◆ DESCRIPTION OF THE TASK
All that is wanted is the lines from the first line of the listing below through the line containing "positive clicks: (309, 187)", written out exactly with pictures left out.

◆ RECORDED DATA

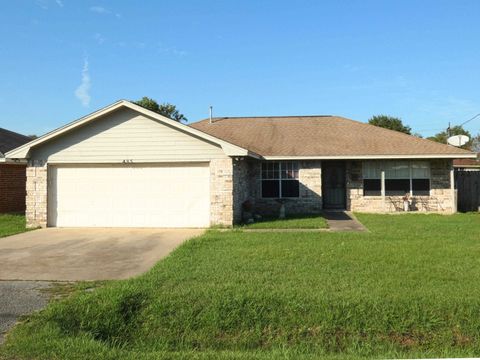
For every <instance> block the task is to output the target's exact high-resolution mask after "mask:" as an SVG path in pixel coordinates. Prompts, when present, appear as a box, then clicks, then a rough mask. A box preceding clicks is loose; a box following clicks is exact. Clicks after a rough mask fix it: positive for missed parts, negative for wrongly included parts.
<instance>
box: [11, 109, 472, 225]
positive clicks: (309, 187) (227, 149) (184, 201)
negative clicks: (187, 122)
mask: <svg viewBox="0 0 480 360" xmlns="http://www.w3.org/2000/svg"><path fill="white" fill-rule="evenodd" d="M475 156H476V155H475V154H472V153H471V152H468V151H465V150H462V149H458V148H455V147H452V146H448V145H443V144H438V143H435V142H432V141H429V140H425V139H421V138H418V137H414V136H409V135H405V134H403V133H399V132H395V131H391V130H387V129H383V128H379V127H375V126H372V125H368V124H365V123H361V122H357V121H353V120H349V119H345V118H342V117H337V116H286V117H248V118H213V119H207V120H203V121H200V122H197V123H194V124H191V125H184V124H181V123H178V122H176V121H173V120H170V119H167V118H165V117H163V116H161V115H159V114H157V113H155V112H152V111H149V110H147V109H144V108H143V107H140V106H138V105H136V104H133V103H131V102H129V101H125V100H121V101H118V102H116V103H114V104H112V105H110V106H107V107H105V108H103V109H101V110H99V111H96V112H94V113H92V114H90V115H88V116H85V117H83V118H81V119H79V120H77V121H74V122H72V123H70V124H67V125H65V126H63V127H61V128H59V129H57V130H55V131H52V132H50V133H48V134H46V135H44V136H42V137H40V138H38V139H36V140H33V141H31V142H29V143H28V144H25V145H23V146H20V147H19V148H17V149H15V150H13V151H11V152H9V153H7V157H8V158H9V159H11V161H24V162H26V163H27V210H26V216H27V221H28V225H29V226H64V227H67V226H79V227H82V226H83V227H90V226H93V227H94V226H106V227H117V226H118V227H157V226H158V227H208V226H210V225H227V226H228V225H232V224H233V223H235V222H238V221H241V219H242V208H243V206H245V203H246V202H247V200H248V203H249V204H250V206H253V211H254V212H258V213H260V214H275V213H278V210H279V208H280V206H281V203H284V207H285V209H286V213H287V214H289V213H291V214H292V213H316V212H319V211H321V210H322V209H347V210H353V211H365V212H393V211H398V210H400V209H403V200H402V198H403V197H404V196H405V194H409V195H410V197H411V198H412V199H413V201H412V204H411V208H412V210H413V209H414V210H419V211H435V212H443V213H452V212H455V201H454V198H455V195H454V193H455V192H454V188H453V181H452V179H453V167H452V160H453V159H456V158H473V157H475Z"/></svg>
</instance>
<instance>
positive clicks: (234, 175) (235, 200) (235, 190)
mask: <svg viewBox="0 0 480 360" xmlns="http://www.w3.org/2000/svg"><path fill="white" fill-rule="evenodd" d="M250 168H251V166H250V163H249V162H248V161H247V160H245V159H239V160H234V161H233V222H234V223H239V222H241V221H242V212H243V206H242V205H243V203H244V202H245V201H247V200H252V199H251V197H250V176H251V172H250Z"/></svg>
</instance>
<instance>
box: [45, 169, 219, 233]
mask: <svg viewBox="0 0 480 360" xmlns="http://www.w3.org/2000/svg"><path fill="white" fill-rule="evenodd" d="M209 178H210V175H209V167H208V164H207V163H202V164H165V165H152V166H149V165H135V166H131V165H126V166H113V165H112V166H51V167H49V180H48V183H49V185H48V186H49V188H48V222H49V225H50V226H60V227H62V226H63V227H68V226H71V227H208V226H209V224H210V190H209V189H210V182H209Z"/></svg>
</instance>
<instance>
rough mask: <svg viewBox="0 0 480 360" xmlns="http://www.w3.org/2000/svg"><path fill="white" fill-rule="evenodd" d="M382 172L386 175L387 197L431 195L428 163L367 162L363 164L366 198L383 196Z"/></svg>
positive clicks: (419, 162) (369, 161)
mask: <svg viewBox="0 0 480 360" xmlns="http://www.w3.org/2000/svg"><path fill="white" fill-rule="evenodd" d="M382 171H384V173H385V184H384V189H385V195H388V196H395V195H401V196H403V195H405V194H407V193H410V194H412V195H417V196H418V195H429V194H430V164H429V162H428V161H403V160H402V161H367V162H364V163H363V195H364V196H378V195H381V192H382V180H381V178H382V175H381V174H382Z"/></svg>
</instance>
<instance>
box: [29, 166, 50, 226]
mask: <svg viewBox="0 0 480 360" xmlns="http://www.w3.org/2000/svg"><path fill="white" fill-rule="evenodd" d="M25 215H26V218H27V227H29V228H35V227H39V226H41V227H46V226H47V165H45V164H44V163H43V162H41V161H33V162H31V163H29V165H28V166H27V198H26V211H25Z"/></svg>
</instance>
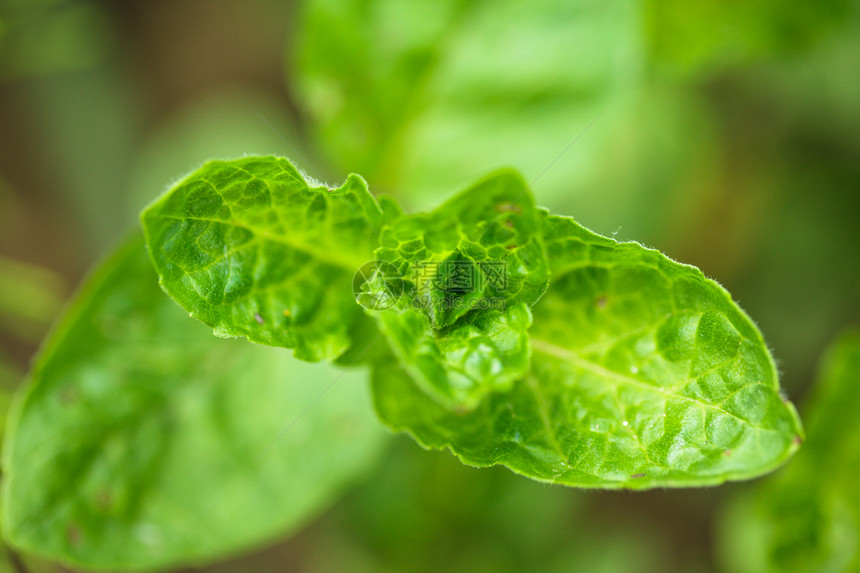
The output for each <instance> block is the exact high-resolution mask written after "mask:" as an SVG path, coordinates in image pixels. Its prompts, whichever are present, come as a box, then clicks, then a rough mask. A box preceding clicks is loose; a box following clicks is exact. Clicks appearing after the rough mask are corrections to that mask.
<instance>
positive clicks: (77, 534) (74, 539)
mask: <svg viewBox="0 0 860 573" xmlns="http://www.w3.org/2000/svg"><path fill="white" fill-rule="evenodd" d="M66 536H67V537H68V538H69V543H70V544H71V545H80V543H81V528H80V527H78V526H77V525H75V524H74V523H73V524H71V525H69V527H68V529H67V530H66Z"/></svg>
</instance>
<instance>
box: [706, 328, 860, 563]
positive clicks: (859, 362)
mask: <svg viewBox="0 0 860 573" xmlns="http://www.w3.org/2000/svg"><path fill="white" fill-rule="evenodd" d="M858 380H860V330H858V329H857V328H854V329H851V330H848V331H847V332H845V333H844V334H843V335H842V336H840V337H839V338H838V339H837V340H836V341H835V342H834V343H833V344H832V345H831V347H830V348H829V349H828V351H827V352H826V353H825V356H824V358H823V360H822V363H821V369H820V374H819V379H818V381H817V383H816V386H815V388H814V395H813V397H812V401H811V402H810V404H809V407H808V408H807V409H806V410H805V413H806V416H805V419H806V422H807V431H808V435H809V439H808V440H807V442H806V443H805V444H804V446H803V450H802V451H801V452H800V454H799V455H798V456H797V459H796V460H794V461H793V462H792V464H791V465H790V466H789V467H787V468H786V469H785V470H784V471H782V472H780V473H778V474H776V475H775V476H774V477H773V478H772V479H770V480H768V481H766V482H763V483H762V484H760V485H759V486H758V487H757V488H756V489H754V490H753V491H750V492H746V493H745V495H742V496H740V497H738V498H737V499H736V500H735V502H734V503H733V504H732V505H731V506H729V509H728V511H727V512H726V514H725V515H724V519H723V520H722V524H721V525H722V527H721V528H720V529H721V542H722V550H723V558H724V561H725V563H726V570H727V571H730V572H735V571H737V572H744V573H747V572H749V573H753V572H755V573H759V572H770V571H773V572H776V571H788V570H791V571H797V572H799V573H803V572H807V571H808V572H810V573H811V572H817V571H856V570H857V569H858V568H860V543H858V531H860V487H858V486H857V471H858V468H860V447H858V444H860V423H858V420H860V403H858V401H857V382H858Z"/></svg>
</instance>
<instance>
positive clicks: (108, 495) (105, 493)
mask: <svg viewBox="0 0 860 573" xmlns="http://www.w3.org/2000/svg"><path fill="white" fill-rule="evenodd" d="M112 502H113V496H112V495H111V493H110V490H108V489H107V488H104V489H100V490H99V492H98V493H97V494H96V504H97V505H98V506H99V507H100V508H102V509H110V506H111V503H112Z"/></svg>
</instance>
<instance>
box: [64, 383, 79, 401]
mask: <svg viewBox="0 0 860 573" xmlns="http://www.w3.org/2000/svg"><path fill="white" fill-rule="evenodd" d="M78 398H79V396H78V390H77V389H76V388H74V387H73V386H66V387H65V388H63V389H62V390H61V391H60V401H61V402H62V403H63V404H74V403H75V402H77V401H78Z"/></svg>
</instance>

◆ SOLUTION BELOW
For every <instance> block the task is to output the target's exact high-resolution mask after "mask:" as an SVG path in pixel coordinates. Prompts, when present, appear as a box, then clicks, then a rough mask. A box preceding clicks is loose; a box following clicks is exact. Clicks after a rough mask fix it: positive for missed parts, negative for wrongly included parts.
<instance>
box: [11, 109, 472, 225]
positive clicks: (309, 187) (227, 149) (184, 201)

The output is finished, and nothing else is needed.